• AVAILABLE DATA
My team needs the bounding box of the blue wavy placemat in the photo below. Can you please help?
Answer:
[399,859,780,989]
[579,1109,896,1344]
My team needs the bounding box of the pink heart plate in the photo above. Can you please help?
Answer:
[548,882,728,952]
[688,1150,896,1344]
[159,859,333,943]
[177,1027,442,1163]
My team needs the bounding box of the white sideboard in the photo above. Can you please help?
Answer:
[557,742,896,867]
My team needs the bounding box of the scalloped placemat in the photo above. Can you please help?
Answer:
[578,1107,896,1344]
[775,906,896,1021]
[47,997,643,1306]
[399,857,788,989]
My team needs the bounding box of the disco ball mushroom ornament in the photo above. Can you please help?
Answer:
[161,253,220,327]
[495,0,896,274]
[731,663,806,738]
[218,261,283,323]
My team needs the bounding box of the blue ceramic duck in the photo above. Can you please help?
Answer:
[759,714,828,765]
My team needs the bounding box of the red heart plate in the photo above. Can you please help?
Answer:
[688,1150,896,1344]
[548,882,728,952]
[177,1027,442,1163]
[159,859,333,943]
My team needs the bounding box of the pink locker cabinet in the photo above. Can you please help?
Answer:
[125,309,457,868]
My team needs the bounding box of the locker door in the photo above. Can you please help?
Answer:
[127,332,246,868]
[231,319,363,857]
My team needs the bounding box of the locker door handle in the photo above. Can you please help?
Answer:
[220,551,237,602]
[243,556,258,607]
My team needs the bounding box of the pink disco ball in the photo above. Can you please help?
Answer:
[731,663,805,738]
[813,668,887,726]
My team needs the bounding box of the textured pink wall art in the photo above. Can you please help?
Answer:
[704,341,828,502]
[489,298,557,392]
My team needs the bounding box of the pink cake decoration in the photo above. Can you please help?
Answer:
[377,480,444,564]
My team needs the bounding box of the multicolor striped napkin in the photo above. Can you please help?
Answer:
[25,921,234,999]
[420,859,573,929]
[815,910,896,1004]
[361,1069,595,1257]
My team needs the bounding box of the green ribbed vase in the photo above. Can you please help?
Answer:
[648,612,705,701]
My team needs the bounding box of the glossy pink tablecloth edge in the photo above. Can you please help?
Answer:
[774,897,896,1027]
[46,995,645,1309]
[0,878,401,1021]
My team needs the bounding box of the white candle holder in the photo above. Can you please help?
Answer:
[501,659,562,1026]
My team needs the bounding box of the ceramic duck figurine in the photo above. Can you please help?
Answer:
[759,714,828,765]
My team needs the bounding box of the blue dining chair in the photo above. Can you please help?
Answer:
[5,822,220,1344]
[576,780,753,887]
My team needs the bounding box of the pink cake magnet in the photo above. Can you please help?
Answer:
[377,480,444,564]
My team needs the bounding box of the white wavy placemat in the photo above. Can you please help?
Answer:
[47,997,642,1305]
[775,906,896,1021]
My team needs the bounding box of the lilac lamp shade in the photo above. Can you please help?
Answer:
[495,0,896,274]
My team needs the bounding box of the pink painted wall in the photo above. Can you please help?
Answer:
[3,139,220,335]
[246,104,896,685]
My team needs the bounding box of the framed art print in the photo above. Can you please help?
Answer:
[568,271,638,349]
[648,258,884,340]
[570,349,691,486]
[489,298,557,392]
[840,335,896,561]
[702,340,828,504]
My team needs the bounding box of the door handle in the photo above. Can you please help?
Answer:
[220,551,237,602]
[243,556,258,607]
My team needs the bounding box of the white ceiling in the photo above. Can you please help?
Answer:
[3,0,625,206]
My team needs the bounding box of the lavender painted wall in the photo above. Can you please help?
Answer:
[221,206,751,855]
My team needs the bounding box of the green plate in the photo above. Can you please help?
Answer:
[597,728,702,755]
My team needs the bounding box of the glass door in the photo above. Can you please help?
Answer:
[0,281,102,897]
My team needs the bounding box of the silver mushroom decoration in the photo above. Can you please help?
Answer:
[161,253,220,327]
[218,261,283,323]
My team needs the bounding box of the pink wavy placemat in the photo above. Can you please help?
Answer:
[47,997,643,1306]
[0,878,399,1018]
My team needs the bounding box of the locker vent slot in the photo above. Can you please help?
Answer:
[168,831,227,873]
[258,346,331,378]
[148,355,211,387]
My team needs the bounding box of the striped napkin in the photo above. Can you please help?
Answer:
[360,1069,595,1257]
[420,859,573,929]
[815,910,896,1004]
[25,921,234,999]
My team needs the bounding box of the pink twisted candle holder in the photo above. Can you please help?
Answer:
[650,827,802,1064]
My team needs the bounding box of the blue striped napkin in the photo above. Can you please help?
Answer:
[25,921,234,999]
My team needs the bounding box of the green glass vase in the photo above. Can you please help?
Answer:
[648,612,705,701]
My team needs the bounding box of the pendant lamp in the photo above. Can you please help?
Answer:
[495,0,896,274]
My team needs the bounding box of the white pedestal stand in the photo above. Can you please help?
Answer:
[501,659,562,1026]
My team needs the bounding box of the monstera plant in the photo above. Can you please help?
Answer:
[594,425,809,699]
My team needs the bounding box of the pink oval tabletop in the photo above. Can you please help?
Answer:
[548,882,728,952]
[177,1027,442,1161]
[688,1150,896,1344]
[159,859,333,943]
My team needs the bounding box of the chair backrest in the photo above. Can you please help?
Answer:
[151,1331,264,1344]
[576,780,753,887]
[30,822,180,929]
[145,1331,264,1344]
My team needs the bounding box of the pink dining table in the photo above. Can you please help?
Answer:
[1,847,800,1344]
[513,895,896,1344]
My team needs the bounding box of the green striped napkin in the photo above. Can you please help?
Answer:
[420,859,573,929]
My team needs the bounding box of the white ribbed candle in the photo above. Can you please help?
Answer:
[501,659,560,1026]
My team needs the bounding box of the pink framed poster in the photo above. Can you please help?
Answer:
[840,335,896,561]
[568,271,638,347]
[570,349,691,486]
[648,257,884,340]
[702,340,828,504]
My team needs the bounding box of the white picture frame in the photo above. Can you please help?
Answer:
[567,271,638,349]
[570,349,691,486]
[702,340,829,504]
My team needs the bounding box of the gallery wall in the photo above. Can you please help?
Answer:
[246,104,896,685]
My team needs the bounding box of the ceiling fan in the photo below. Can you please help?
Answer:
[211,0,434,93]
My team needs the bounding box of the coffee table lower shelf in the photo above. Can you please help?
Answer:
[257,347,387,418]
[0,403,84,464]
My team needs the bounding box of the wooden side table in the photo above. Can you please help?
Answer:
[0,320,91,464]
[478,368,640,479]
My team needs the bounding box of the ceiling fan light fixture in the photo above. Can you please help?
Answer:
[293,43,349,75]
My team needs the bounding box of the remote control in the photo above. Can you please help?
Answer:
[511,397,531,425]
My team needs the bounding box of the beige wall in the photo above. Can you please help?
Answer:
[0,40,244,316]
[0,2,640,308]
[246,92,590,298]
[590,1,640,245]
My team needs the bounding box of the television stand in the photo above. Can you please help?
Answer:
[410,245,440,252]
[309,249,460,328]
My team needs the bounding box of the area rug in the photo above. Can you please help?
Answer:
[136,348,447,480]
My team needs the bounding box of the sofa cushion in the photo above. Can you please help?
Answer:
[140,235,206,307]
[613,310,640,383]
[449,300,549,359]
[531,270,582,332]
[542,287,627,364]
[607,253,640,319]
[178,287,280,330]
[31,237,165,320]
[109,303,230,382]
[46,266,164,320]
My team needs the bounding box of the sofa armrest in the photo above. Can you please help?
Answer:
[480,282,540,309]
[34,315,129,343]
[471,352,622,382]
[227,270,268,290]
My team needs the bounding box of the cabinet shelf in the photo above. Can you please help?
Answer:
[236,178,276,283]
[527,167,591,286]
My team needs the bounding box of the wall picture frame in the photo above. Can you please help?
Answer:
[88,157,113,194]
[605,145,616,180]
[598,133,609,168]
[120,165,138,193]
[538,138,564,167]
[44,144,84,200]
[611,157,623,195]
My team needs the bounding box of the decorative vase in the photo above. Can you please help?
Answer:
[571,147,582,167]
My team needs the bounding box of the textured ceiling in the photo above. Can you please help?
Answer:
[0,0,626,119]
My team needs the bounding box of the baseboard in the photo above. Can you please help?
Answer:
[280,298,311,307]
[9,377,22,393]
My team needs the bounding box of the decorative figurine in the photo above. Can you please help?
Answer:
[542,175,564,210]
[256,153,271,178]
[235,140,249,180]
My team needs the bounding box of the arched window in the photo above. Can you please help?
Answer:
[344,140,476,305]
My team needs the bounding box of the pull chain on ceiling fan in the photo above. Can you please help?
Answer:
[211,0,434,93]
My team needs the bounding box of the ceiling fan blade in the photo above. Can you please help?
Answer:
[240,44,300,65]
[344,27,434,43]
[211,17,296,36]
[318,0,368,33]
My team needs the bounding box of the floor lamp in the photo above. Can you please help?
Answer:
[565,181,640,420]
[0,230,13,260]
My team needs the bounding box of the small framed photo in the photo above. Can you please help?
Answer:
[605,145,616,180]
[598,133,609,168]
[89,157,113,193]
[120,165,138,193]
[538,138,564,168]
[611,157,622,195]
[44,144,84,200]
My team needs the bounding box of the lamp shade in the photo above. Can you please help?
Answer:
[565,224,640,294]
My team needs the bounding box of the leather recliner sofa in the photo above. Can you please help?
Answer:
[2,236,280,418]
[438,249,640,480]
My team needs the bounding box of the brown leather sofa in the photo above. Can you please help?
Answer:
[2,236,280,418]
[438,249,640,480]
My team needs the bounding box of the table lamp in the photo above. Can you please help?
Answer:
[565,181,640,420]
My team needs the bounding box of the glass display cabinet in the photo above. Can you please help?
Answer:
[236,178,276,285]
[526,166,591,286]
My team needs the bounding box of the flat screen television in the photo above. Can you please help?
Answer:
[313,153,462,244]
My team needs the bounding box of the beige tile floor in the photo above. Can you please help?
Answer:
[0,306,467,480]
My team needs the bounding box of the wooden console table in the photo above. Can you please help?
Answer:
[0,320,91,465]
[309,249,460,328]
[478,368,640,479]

• TASK PROMPT
Please rewrite everything in the listing above from the line containing "My team needs the bounding box of the lavender" down to the line containing "[0,281,102,897]", both of those lines included. Keep the requests, and shift every bounding-box coordinate in the answers up by 110.

• OUTPUT OF THE TASK
My team needs the bounding box of the lavender painted wall in the photo above. Can you please help?
Answer:
[331,316,861,965]
My team needs the bounding box of the green plate in the photo above. Can you please help?
Answer:
[707,838,812,865]
My team needs the bounding box of the glass door in the photo above. Can you please help?
Answer:
[110,391,212,1007]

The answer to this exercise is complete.